▶ Work request:
Pick out each line in these entries that contains the string "shoe".

══ Supplied records ══

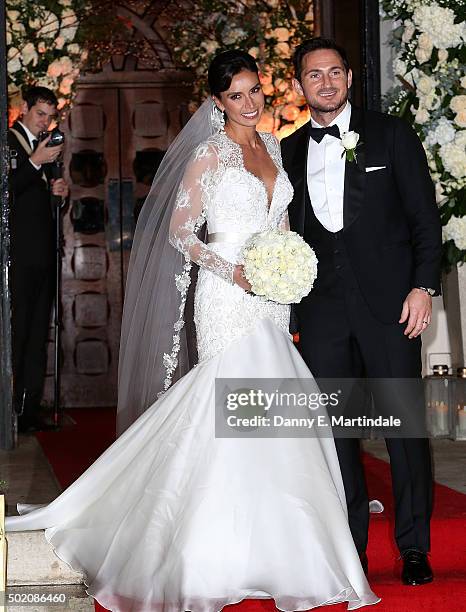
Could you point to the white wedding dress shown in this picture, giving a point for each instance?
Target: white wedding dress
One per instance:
(171, 518)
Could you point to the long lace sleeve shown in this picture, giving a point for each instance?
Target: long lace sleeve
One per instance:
(284, 222)
(189, 214)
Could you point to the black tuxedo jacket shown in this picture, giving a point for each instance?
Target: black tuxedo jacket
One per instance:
(32, 227)
(392, 229)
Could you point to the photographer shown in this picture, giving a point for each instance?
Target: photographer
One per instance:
(32, 249)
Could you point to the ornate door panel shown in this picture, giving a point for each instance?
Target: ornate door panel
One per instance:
(116, 137)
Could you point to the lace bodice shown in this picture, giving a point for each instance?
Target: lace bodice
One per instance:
(218, 190)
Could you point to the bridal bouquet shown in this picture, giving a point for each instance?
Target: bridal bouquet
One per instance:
(280, 266)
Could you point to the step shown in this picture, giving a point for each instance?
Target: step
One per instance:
(31, 561)
(68, 597)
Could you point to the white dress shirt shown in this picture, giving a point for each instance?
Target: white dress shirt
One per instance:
(31, 139)
(326, 174)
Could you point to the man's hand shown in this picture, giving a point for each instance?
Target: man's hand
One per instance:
(417, 310)
(240, 279)
(59, 188)
(44, 154)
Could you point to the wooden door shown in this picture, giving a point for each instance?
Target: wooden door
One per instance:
(115, 139)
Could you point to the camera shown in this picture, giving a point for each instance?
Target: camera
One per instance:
(57, 137)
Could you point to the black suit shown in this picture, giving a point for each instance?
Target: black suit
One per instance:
(390, 243)
(32, 274)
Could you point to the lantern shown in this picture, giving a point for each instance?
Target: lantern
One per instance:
(438, 387)
(459, 404)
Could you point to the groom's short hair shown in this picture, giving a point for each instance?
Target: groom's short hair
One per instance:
(314, 44)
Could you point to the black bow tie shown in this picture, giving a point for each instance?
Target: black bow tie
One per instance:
(318, 133)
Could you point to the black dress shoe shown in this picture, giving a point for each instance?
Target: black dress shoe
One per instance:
(416, 568)
(364, 562)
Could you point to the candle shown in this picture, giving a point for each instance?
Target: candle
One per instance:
(441, 418)
(461, 423)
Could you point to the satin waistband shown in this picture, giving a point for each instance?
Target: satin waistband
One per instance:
(230, 237)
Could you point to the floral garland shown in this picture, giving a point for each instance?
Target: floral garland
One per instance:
(44, 47)
(267, 29)
(430, 63)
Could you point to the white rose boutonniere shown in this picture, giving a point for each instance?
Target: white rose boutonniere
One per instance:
(349, 142)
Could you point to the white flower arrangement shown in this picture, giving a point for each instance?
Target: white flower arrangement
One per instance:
(349, 142)
(428, 40)
(455, 230)
(280, 266)
(268, 30)
(43, 48)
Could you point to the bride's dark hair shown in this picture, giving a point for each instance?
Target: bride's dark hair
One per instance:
(225, 66)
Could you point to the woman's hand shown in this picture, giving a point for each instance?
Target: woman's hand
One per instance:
(240, 279)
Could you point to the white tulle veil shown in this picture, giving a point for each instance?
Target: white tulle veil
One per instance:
(158, 343)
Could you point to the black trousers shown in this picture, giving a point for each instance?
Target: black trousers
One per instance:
(32, 297)
(339, 337)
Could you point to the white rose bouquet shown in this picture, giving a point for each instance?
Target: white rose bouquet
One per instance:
(280, 266)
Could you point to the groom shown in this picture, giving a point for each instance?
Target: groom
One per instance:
(374, 225)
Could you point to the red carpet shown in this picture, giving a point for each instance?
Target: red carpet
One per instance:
(73, 449)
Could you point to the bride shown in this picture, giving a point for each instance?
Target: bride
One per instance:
(172, 518)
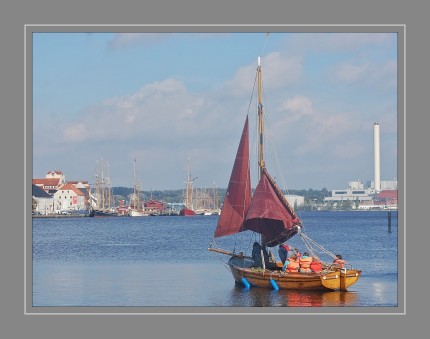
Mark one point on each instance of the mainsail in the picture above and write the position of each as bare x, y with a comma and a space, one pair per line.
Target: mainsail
267, 213
270, 213
238, 195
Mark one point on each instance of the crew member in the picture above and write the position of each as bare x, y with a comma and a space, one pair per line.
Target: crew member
305, 262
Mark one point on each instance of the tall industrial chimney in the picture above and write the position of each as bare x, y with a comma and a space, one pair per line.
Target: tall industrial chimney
376, 150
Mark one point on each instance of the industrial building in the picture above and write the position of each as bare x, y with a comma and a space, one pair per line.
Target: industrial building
377, 195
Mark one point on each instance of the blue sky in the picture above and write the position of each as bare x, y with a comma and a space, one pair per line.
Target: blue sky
174, 101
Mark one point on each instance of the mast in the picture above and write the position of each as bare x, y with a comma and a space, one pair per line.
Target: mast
261, 164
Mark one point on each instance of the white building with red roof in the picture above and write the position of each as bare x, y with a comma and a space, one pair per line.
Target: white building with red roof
69, 198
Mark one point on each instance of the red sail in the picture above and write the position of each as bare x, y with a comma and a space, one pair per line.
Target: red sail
270, 214
238, 195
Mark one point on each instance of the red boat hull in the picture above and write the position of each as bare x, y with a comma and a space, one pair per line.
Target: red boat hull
186, 212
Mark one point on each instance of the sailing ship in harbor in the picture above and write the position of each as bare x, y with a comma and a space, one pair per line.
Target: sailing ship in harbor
267, 216
102, 200
136, 206
188, 208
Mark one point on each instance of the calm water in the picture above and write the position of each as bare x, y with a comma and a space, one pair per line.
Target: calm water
164, 261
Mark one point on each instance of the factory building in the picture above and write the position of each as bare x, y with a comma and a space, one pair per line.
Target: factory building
377, 195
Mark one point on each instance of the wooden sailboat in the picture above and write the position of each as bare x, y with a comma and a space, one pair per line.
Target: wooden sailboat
268, 213
136, 206
102, 201
188, 208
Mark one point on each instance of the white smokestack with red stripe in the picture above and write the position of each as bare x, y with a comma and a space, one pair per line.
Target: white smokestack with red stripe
377, 155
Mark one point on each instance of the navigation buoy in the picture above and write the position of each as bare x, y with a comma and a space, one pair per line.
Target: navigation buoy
274, 284
245, 282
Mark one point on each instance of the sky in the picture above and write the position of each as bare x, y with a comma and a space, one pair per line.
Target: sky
176, 102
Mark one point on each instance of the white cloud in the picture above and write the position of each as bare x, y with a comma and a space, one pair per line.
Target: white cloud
317, 128
278, 71
120, 40
348, 72
341, 42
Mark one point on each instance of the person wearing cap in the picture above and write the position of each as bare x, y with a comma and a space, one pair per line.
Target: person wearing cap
305, 262
283, 252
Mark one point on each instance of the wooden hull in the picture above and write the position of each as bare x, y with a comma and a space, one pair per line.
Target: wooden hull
324, 281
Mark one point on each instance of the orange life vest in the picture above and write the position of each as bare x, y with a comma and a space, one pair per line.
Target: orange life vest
293, 265
316, 266
339, 262
305, 264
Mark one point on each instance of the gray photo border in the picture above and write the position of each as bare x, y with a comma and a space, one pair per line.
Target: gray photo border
401, 62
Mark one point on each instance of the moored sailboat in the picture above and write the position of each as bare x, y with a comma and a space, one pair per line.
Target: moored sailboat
188, 209
267, 213
136, 207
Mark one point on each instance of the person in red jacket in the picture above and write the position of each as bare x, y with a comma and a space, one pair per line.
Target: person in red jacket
316, 265
339, 261
305, 262
283, 252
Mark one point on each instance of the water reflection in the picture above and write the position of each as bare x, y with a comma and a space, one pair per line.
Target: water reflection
259, 297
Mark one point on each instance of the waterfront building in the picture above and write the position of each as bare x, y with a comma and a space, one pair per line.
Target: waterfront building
68, 198
295, 200
43, 202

═══

▶ Solution for this problem:
Could you point to the black dress shoe shown in this picture, giving a point for each instance?
Target: black dress shoe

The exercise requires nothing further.